§ What the exercise asks
Give back the full data character for character.

Entries taken from a collection:
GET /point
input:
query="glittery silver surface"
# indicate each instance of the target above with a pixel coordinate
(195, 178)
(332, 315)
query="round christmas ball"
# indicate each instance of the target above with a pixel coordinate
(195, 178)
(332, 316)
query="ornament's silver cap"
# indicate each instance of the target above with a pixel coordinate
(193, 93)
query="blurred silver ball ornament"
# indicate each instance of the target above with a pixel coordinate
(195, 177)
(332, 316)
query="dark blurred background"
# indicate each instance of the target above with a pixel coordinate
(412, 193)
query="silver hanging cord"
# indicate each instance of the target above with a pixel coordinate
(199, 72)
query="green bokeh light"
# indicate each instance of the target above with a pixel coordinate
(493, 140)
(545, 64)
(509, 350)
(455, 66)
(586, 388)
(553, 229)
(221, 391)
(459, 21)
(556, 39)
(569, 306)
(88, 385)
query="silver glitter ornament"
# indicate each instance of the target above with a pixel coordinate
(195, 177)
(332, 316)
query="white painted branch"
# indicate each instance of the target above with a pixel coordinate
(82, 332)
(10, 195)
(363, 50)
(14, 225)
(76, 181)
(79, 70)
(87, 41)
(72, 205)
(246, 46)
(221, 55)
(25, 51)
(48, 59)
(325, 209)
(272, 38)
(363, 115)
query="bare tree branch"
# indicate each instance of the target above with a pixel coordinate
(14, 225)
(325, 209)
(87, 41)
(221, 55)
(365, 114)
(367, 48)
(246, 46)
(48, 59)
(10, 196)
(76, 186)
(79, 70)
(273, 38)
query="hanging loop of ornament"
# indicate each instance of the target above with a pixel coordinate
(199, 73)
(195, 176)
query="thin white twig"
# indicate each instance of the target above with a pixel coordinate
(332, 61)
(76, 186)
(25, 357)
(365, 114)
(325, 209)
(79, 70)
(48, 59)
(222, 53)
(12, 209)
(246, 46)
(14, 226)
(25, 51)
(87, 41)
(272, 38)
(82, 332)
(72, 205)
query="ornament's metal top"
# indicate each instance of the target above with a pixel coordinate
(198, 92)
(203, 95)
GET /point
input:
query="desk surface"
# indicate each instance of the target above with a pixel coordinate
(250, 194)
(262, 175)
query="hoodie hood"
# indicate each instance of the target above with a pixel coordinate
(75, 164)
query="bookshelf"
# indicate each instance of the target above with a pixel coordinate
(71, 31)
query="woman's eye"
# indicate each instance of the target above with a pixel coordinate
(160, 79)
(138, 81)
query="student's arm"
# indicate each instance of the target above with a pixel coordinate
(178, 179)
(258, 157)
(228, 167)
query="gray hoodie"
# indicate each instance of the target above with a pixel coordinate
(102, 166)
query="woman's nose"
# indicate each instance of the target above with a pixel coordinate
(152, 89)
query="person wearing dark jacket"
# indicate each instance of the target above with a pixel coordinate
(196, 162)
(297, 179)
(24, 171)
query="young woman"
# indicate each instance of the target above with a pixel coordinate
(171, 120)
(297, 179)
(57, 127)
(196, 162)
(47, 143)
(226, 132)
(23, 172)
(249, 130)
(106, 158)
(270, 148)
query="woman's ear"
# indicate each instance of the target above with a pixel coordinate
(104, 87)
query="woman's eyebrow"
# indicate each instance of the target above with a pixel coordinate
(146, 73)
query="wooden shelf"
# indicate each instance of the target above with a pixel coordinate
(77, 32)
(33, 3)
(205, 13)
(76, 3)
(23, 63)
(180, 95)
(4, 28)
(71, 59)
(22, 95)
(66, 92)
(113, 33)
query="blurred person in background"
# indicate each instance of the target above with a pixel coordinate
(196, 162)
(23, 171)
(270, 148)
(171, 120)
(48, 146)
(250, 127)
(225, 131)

§ Answer
GET /point
input:
query="glittery silver surface"
# indicate each instance of the target above with a pixel coordinate
(195, 178)
(332, 315)
query="round christmas ball"
# indicate each instance of the target above with a pixel coordinate
(195, 178)
(332, 316)
query="ornament's silver cap"
# indicate each instance of the target above with a pixel coordinate
(193, 93)
query="blurred silver ball ornament"
# indicate each instance of the target above with a pixel coordinate
(195, 177)
(332, 316)
query="dark blurred background"
# indicate each instance of the target above with a pixel coordinate
(412, 193)
query="silver hanging cord"
# indicate each instance of the target above with a pixel coordinate
(199, 72)
query="green bokeh light"
# indicate each instance of the target above with a pixel coordinate
(493, 140)
(545, 64)
(509, 350)
(455, 66)
(586, 388)
(553, 229)
(221, 391)
(459, 21)
(556, 39)
(569, 306)
(88, 385)
query="silver glitter ornament"
# indicate each instance of the target above with a pixel coordinate
(195, 177)
(332, 316)
query="white painted branch"
# indicate each instance of the target above with a pixel coordinate
(82, 332)
(10, 195)
(363, 50)
(14, 225)
(76, 181)
(79, 70)
(87, 41)
(72, 205)
(246, 46)
(221, 55)
(25, 51)
(48, 59)
(325, 209)
(272, 38)
(363, 115)
query="bare tree branch"
# indicate each instance of the target above with a pixel coordinate
(14, 225)
(325, 209)
(87, 41)
(221, 55)
(365, 114)
(367, 48)
(246, 46)
(48, 59)
(10, 196)
(76, 186)
(79, 70)
(273, 38)
query="hanging loop of ornament"
# indicate each instance of the target above with a pixel coordinate
(199, 73)
(195, 176)
query="thin white twig"
# indicate each instance of the target above with a pixel coordinate
(332, 61)
(76, 186)
(25, 357)
(365, 114)
(325, 209)
(79, 70)
(48, 59)
(222, 53)
(12, 209)
(246, 46)
(14, 226)
(25, 51)
(87, 41)
(272, 38)
(82, 332)
(72, 205)
query="ornament's metal top"
# indicate each instance of the target above with a pixel coordinate
(198, 92)
(203, 95)
GET /point
input:
query="desk surface"
# indicate each instance of the target above with a pixel coordinate
(250, 194)
(262, 175)
query="hoodie hood"
# indicate each instance of the target above with a pixel coordinate
(75, 164)
query="bookshelf"
# indicate each instance of the target above with a pixel coordinate
(71, 31)
query="woman's eye"
# indicate each instance of the target above with a pixel coordinate
(160, 79)
(138, 81)
query="student's arm"
# indicate each instance of the target above with a pixel coordinate
(178, 179)
(258, 157)
(228, 167)
query="gray hoodie"
# indicate each instance of the target above with a pixel coordinate
(102, 166)
query="woman's nose"
# indicate each instance of the target above with a pixel coordinate
(152, 89)
query="person wearing dark jacket"
# indicate each instance of the target above with a pixel coordinate
(196, 162)
(297, 179)
(24, 171)
query="young woman"
# indicate each instance of the target above with a pixel coordinate
(171, 120)
(297, 179)
(57, 127)
(196, 162)
(47, 143)
(226, 132)
(23, 172)
(249, 130)
(106, 158)
(270, 148)
query="woman's ear"
# indicate each instance of the target above with a pixel coordinate
(104, 87)
query="woman's eyebrow"
# indicate each instance of the target above with a pixel coordinate
(146, 73)
query="wooden shelf"
# indicate each instance of the target above with a pixel coordinate
(77, 32)
(33, 3)
(205, 13)
(76, 3)
(23, 63)
(180, 95)
(4, 28)
(71, 59)
(22, 95)
(66, 92)
(113, 33)
query="blurred person in background"
# indicate each instance of the target above with a pixel coordinate
(196, 162)
(23, 171)
(270, 148)
(171, 120)
(48, 146)
(250, 127)
(225, 131)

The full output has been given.